▸ YOUR INSTRUCTIONS: Report every line of the records below that contains the word "chevrolet".

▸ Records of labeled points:
»»

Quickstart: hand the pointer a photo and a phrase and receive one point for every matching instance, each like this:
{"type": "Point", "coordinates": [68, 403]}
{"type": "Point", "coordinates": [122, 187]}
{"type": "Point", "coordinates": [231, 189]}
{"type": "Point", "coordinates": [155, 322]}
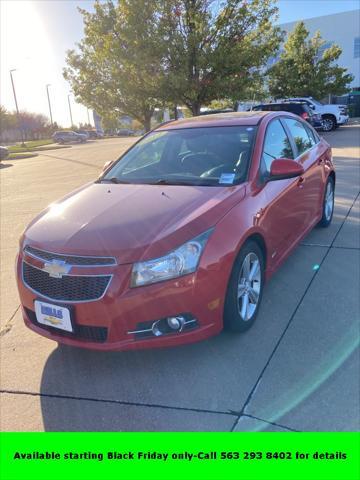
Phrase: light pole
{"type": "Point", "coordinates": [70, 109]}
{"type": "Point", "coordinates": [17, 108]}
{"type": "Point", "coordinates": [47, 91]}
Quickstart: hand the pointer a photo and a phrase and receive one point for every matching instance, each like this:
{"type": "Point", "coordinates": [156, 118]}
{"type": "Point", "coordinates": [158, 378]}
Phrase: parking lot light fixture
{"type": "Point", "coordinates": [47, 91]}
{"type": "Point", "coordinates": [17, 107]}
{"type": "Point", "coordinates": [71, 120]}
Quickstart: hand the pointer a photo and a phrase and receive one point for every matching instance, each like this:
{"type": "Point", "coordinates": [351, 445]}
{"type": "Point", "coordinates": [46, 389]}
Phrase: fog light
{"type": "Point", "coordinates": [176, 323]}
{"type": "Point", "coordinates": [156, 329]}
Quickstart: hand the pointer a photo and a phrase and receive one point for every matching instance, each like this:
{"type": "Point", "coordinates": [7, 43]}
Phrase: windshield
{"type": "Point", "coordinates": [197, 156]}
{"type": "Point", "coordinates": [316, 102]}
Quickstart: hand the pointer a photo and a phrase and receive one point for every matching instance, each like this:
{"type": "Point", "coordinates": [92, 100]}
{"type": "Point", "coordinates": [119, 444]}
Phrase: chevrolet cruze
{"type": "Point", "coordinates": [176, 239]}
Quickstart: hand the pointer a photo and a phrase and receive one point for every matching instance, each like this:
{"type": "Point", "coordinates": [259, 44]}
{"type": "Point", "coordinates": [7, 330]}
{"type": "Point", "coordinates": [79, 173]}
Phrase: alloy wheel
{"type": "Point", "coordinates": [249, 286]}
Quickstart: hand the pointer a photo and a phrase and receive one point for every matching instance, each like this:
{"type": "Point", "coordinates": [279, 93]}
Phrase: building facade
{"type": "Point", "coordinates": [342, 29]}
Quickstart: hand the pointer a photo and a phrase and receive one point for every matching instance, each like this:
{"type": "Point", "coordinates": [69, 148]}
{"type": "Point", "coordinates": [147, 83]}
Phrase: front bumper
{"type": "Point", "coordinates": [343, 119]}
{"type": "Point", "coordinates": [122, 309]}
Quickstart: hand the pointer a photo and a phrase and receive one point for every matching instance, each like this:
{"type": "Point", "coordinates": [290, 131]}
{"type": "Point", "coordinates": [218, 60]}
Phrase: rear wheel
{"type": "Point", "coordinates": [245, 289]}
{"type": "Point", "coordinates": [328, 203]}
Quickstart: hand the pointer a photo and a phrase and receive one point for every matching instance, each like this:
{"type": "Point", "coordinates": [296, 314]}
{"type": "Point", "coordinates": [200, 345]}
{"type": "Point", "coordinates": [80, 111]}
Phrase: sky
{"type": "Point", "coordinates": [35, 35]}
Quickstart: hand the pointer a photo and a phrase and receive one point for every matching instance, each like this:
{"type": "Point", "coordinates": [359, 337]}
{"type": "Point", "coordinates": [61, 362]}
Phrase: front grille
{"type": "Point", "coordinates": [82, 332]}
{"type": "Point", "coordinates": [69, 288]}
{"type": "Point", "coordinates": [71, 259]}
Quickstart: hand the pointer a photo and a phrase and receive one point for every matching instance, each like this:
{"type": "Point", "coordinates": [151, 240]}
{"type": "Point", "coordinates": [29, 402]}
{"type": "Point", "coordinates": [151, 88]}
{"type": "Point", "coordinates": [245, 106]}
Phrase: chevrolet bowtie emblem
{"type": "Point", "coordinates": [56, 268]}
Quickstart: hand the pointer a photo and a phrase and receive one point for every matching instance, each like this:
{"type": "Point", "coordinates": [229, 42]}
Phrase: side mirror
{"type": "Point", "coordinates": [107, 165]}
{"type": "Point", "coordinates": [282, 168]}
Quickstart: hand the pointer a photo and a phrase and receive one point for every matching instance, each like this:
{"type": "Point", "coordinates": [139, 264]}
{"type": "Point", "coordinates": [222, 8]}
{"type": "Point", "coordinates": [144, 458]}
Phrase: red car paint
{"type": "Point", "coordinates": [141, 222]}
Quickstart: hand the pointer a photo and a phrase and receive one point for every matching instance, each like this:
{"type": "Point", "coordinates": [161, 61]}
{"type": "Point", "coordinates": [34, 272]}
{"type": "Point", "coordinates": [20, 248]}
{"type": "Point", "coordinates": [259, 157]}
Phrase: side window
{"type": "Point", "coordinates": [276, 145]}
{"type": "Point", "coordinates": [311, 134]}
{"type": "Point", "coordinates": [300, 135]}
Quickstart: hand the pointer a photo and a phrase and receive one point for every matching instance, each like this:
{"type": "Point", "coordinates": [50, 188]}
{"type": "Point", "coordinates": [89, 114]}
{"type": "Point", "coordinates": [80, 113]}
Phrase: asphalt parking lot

««

▸ ANSWER TO THIS TASK:
Phrase: chevrolet cruze
Phrase: chevrolet bowtie emblem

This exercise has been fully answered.